• **Task description**:
Please locate every line below that contains the word "Target" and copy each one, treating uppercase and lowercase as different.

• **Supplied material**:
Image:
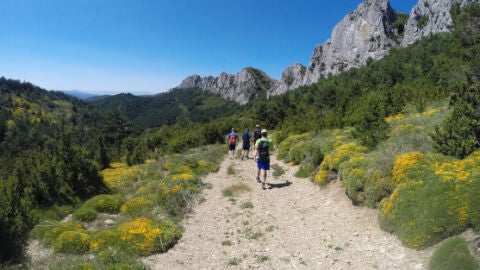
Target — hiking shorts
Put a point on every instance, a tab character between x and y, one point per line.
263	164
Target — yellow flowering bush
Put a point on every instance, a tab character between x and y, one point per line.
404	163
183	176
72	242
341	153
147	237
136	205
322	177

--

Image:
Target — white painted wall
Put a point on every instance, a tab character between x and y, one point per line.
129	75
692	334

==

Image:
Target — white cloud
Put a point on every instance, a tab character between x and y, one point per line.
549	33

• **Final result**:
Target — hiking shorts
Target — yellow flowering bush
Target — white painted wall
Target — white cloud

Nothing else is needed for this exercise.